> **GIVEN PASSAGE**
TagPro is a free-to-play online multiplayer capture the flag video game originally designed and programmed by Nick Riggs. The first version was released in February 2013, after Riggs began experimenting with software platform Node.js. The game is named after one of its three obtainable power-ups. It follows the basic rules of capture the flag, along with some modifications, including power-ups, spikes, and other map elements.

Gameplay
Players spawn on opposing sides of a map after being assigned to a team. Each team consists of up to four players, for a maximum total of eight players per game. The player controls a ball using the WASD keys or the arrow keys. Players may obtain power-ups and interact with the various game elements, using them to their team's advantage or to hinder the opposing team. In the traditional game type, players must transport the enemy's flag from the enemy's spawn area to their own spawn area, avoiding enemy players and hazards. In an alternate game type, neutral flag, there is only one flag that both teams compete over to bring to their respective-colored end zones, typically located on the opposite side of the map from the teams' respective spawn area.

> **TASKS TO CARRY OUT**
**a)** In the TagPro passage, what is the largest number of players a single team can have?
**b)** Duplicate the part of the TagPro passage that opens with the words containing "TagPro is a" and closes with "other map elements.".
**c)** Translate this sentence from the TagPro passage into Spanish: "The game is named after one of its three obtainable power-ups."
The material has nothing to do with anything asked about the TagPro passage.

[Segmentation labeling material]
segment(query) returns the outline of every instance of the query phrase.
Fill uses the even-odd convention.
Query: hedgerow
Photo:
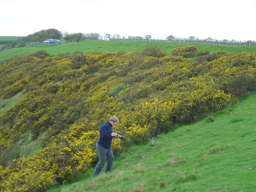
[[[113,115],[120,120],[113,131],[125,137],[113,140],[117,154],[256,90],[255,54],[218,51],[194,61],[178,54],[40,51],[2,61],[2,98],[26,94],[0,117],[0,149],[24,133],[32,140],[45,134],[36,154],[0,166],[0,191],[44,191],[84,173],[97,160],[99,128]]]

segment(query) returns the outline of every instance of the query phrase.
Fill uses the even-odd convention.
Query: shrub
[[[197,52],[197,48],[192,45],[184,45],[174,48],[171,52],[173,55],[183,56],[184,57],[191,57]]]

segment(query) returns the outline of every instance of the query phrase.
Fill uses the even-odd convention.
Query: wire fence
[[[73,42],[78,42],[80,41],[85,40],[99,40],[98,38],[92,38],[82,37],[80,38],[73,38],[68,40],[65,40],[66,43],[72,43]],[[218,45],[226,46],[246,46],[249,47],[256,47],[256,42],[255,41],[236,41],[234,40],[218,40],[216,39],[198,39],[191,40],[189,38],[176,38],[174,39],[162,39],[161,38],[159,39],[158,38],[153,38],[150,39],[146,39],[142,38],[141,39],[136,38],[110,38],[109,39],[109,41],[128,41],[128,42],[164,42],[168,43],[179,43],[183,44],[190,44],[193,45],[201,44],[208,44],[208,45]],[[28,45],[31,45],[32,46],[48,46],[52,44],[43,43],[40,42],[27,42],[25,44],[25,46]]]

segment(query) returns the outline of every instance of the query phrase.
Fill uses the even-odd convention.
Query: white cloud
[[[165,39],[255,40],[254,0],[0,0],[0,36],[55,28]]]

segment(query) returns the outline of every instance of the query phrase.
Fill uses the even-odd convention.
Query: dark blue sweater
[[[112,125],[108,120],[101,125],[100,129],[100,138],[98,140],[98,145],[107,149],[111,147],[111,133],[112,132],[111,127]]]

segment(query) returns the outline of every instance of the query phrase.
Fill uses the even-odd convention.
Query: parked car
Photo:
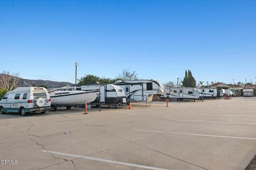
[[[7,92],[0,100],[0,113],[20,113],[25,116],[30,112],[45,113],[51,109],[51,98],[43,87],[19,87]]]

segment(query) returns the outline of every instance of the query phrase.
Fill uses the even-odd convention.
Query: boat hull
[[[87,103],[94,101],[98,94],[98,91],[81,91],[79,92],[72,91],[68,94],[60,95],[50,94],[51,103],[57,106],[84,105],[85,100],[87,100]]]

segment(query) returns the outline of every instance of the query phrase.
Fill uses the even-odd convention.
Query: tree
[[[87,74],[78,80],[78,84],[89,84],[95,81],[99,81],[100,77],[92,74]]]
[[[5,89],[2,87],[0,87],[0,99],[3,98],[7,91],[8,90]]]
[[[111,84],[115,82],[115,79],[107,78],[105,77],[100,78],[98,75],[87,74],[78,79],[78,84],[79,85],[92,84],[95,82],[99,82],[100,83]]]
[[[186,70],[185,77],[183,80],[182,84],[184,87],[195,87],[196,86],[196,81],[189,70],[188,72]]]
[[[169,86],[169,87],[175,87],[174,83],[173,81],[168,81],[167,83],[164,84],[165,86]]]
[[[138,73],[135,71],[131,71],[129,70],[124,69],[123,72],[118,74],[118,76],[116,78],[116,79],[125,80],[135,80],[138,79]]]
[[[48,88],[48,87],[47,87],[47,86],[46,86],[46,85],[43,85],[43,84],[42,84],[42,85],[39,85],[39,86],[38,86],[38,87],[44,87],[44,88],[45,88],[45,89],[46,89]]]
[[[0,75],[0,86],[8,90],[14,89],[20,79],[19,73],[11,75],[9,71],[4,70]]]

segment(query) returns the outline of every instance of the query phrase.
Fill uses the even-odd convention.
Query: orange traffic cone
[[[131,103],[129,103],[129,109],[132,109],[132,105],[131,105]]]

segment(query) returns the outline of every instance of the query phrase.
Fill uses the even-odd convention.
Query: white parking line
[[[156,133],[172,133],[172,134],[186,134],[186,135],[195,135],[195,136],[203,136],[203,137],[217,137],[217,138],[235,138],[235,139],[241,139],[256,140],[256,138],[251,138],[235,137],[229,137],[229,136],[220,136],[220,135],[209,135],[209,134],[196,134],[196,133],[179,133],[179,132],[165,132],[165,131],[148,131],[148,130],[138,130],[138,129],[134,129],[133,130],[136,131],[156,132]]]
[[[251,111],[251,110],[221,110],[222,112],[254,112],[256,113],[256,111]]]
[[[207,122],[207,123],[229,123],[229,124],[256,124],[256,123],[215,122],[215,121],[192,121],[192,120],[175,120],[175,121],[180,121],[180,122]]]
[[[89,157],[87,157],[87,156],[81,156],[81,155],[76,155],[66,154],[66,153],[62,153],[62,152],[55,152],[55,151],[50,151],[50,150],[47,151],[47,150],[42,150],[42,151],[44,152],[49,152],[49,153],[51,153],[51,154],[75,157],[75,158],[84,158],[84,159],[86,159],[104,162],[108,163],[112,163],[112,164],[115,164],[133,166],[133,167],[139,167],[139,168],[145,168],[145,169],[148,169],[170,170],[170,169],[164,169],[164,168],[156,168],[156,167],[151,167],[151,166],[144,166],[144,165],[137,165],[137,164],[130,164],[130,163],[123,163],[123,162],[118,162],[118,161],[114,161],[114,160],[104,159],[101,159],[101,158]]]
[[[247,116],[247,117],[256,117],[256,115],[215,115],[214,114],[202,114],[202,115],[209,116]]]

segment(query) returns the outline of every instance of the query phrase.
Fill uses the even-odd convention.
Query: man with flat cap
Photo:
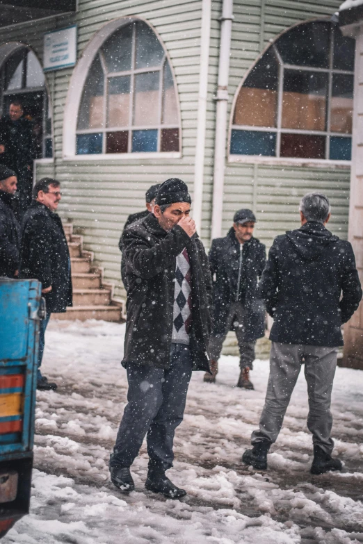
[[[191,199],[177,178],[160,186],[154,213],[125,229],[127,318],[122,364],[129,391],[111,478],[134,489],[130,467],[146,434],[147,489],[170,498],[186,491],[166,475],[183,420],[192,370],[209,371],[211,280],[208,258],[189,216]]]
[[[20,226],[14,214],[17,176],[0,165],[0,277],[17,278],[20,262]]]
[[[218,371],[222,345],[234,330],[240,352],[241,372],[237,387],[253,389],[250,379],[256,340],[264,334],[265,309],[257,295],[259,278],[266,264],[266,247],[253,238],[256,217],[251,210],[236,212],[233,226],[223,238],[216,238],[209,252],[213,279],[213,328],[209,343],[213,383]]]
[[[129,225],[132,224],[136,221],[139,221],[140,219],[146,217],[149,213],[152,213],[154,211],[154,206],[155,206],[155,197],[158,192],[158,189],[160,187],[160,183],[156,185],[152,185],[145,194],[145,206],[146,209],[143,210],[142,212],[136,212],[136,213],[131,213],[127,217],[126,223],[124,224],[124,231]],[[118,242],[118,247],[120,251],[122,252],[122,235],[120,237],[120,242]],[[126,271],[125,271],[125,262],[123,256],[121,257],[121,278],[125,289],[127,289],[127,283],[126,279]]]

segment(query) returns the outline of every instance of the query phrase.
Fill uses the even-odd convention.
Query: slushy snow
[[[182,500],[144,488],[145,443],[121,494],[108,470],[123,409],[124,325],[51,321],[43,372],[56,392],[38,392],[31,511],[3,544],[350,544],[363,542],[363,372],[338,368],[334,454],[341,473],[312,476],[307,397],[301,373],[269,470],[241,462],[264,404],[268,363],[256,361],[255,391],[235,387],[236,357],[220,359],[216,384],[193,374],[168,476]]]

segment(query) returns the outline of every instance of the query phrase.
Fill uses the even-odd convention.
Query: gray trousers
[[[251,370],[255,361],[255,347],[256,340],[246,342],[245,340],[244,320],[245,319],[245,309],[241,302],[234,302],[229,306],[229,311],[227,318],[225,329],[223,334],[216,334],[211,336],[209,340],[209,353],[212,361],[218,361],[222,352],[222,346],[231,329],[231,325],[234,325],[236,336],[239,349],[239,368],[242,370],[248,367]]]
[[[252,444],[276,441],[301,364],[305,362],[309,397],[307,427],[312,433],[313,444],[328,454],[332,452],[330,400],[337,353],[337,347],[272,343],[265,405],[259,430],[252,434]]]
[[[172,344],[168,370],[129,365],[128,404],[120,425],[110,467],[129,467],[146,434],[149,466],[172,466],[175,429],[183,421],[191,377],[189,346]]]

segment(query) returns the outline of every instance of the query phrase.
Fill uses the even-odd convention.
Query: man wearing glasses
[[[59,181],[42,178],[34,186],[33,200],[22,224],[19,277],[39,280],[47,304],[39,338],[37,388],[40,390],[57,388],[40,372],[51,313],[65,312],[72,304],[70,252],[60,217],[56,213],[60,198]]]

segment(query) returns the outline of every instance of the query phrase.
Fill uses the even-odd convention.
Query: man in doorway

> **SOLUTIONS BY TASK**
**a)** Up to four players.

**b)**
TagPro is a free-to-play online multiplayer capture the flag video game originally designed and programmed by Nick Riggs. The first version was released in February 2013, after Riggs began experimenting with software platform Node.js. The game is named after one of its three obtainable power-ups. It follows the basic rules of capture the flag, along with some modifications, including power-ups, spikes, and other map elements.

**c)** El juego lleva el nombre de uno de sus tres potenciadores obtenibles.